Task prompt
Quote each line exactly, from the line that contains "Question. Indicate one point on each instance of the wedding" down to the last line of the listing, and no other lines.

Data for this task
§

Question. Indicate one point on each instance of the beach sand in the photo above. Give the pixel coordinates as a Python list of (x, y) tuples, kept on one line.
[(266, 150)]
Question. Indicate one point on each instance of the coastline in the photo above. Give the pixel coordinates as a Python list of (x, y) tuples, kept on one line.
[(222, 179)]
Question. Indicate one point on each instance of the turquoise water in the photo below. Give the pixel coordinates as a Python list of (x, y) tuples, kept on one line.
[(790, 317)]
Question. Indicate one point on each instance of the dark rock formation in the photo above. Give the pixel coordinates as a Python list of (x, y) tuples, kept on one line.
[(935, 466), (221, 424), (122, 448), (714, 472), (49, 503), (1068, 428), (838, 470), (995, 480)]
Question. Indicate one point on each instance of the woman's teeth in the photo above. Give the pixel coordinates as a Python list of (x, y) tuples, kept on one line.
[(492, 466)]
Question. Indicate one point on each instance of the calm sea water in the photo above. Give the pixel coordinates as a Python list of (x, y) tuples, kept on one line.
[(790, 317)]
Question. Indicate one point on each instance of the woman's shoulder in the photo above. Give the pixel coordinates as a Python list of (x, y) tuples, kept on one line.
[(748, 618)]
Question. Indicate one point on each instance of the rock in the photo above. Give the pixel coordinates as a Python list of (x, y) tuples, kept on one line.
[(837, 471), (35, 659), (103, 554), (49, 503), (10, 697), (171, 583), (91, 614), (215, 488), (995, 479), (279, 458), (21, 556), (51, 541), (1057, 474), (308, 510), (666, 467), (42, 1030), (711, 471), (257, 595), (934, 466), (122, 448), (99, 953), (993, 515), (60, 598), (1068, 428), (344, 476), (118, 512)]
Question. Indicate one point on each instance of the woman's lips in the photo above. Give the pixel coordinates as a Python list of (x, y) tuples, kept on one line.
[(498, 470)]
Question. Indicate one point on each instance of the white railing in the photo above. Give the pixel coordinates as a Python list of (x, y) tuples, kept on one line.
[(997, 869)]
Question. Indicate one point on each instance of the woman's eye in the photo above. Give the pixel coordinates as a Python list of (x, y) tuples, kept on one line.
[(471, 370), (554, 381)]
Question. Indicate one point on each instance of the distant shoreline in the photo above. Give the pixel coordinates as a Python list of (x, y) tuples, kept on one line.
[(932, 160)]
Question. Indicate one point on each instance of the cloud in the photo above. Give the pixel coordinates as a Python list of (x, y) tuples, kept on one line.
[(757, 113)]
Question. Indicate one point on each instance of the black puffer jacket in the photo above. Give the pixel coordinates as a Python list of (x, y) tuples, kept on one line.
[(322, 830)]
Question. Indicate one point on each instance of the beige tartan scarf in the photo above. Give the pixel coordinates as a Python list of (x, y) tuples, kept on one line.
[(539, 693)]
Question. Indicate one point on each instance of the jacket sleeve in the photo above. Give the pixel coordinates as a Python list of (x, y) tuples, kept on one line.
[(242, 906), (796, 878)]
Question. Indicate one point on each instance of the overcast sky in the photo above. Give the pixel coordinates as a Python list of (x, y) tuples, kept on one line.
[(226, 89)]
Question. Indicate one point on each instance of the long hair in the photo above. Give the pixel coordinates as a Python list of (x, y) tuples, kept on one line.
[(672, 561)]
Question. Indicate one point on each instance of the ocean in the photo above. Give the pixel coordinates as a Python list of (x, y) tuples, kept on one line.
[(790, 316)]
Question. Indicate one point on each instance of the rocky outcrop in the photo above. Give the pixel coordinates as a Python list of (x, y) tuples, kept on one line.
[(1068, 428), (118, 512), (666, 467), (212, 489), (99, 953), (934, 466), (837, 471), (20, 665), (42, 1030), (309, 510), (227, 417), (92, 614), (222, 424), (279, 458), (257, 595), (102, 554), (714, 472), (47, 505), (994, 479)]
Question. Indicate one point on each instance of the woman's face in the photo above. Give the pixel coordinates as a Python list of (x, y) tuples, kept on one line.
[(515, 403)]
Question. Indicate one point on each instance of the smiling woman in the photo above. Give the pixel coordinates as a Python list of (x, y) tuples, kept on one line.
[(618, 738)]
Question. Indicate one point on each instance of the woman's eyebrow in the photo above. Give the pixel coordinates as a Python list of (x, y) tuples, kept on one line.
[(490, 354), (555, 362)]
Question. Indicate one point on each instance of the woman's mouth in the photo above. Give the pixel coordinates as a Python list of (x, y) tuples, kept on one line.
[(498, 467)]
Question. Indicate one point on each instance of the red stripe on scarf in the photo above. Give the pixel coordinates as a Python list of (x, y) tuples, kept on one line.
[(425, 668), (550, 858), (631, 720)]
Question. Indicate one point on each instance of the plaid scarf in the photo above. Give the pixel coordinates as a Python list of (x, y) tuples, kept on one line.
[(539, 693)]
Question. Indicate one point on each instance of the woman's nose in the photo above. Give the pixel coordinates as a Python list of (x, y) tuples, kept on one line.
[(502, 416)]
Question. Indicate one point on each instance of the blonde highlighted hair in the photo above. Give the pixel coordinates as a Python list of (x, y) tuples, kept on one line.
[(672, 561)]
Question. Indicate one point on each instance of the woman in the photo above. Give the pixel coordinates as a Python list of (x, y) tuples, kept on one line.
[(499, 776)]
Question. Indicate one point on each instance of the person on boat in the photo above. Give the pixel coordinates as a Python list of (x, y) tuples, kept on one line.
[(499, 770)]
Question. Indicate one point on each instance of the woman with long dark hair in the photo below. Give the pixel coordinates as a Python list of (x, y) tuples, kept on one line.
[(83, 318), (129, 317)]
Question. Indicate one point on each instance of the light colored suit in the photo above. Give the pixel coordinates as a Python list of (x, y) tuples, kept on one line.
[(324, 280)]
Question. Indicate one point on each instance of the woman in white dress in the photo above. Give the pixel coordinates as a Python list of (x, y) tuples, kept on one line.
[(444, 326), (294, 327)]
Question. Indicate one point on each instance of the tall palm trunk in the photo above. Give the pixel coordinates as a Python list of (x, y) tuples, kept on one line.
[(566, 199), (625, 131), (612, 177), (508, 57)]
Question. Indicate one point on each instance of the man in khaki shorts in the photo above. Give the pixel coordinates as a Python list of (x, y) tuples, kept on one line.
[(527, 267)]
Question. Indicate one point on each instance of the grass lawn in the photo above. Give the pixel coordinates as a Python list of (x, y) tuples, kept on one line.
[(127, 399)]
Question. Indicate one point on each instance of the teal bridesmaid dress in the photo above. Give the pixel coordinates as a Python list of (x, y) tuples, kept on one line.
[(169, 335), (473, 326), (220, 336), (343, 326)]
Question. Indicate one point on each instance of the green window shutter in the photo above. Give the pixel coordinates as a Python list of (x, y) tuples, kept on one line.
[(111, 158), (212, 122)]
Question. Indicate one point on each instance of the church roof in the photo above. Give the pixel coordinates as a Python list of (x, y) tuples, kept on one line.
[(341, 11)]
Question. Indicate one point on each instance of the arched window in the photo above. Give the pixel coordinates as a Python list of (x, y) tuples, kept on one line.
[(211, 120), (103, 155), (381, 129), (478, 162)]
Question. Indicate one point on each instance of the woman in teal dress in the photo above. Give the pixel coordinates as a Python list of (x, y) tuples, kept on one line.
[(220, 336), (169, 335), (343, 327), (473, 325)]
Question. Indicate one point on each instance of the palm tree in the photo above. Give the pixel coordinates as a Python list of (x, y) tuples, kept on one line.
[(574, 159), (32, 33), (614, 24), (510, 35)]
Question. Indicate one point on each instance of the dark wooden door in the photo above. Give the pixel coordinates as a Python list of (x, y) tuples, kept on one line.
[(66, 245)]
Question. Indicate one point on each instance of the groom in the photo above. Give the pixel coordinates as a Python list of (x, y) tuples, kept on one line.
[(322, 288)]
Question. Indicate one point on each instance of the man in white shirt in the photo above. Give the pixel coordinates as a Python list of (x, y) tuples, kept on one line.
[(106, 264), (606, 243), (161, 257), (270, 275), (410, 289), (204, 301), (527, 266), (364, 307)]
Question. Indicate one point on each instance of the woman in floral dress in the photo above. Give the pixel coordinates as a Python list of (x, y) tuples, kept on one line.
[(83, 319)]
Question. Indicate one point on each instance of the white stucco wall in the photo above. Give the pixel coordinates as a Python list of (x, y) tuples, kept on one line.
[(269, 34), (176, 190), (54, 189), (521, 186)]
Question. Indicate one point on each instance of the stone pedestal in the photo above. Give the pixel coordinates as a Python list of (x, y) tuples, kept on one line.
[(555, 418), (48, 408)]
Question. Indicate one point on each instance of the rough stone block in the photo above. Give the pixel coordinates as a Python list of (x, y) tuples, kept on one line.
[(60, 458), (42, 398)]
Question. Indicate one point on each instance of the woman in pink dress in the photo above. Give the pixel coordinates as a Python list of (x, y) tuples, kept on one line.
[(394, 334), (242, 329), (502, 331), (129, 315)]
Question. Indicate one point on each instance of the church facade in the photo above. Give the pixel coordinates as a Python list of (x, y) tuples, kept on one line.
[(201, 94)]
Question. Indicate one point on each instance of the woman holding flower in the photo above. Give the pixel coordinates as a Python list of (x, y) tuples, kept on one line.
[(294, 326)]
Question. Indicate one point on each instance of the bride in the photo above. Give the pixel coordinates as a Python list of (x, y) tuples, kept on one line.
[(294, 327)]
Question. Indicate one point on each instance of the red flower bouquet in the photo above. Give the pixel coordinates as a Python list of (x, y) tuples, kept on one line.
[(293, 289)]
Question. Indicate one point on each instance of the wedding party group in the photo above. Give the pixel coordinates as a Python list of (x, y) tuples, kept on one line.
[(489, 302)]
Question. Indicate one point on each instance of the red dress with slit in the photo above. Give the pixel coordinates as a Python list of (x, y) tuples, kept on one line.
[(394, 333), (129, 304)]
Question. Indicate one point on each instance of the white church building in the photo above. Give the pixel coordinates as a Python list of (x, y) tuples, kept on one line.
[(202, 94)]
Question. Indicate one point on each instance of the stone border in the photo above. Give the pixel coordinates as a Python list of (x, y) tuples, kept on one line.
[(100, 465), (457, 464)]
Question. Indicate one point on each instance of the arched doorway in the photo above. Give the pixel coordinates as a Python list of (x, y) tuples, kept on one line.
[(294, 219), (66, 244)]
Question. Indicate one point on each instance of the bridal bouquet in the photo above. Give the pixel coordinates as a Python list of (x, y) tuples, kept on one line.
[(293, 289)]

§

The solution
Question. Indicate one point on each instance of the wedding party group in the photo above. Give the pixel coordinates as a Python list of (x, y) tuples, kept on one line.
[(489, 302)]
Question. Indicate one point on each instance of the red dress with slit in the photo above. Give the pixel coordinates as a Python list of (x, y) tuples, kept on one line.
[(394, 333), (129, 304)]
Question. Indicate one point on each instance of the white church building in the photo above. Give the pixel coordinates as a Python list of (x, y) tuples, kept on one line.
[(202, 94)]
Question. Indicate one point on each instance of the stone border in the photo above. Give the pixel coordinates as a Python list of (x, y) tuples, kept on one line.
[(100, 465), (457, 464)]
Question. Indicate one point on each instance of the arched doorway in the photo above. Give the pixel coordinates as a Python list of (x, y) tuples, kept on one line.
[(294, 219), (66, 244)]
Question. Indicate one point on each instance of the bridal bouquet in the photo above. Give the pixel coordinates as a Python list of (x, y) tuples, kept on one line.
[(293, 289)]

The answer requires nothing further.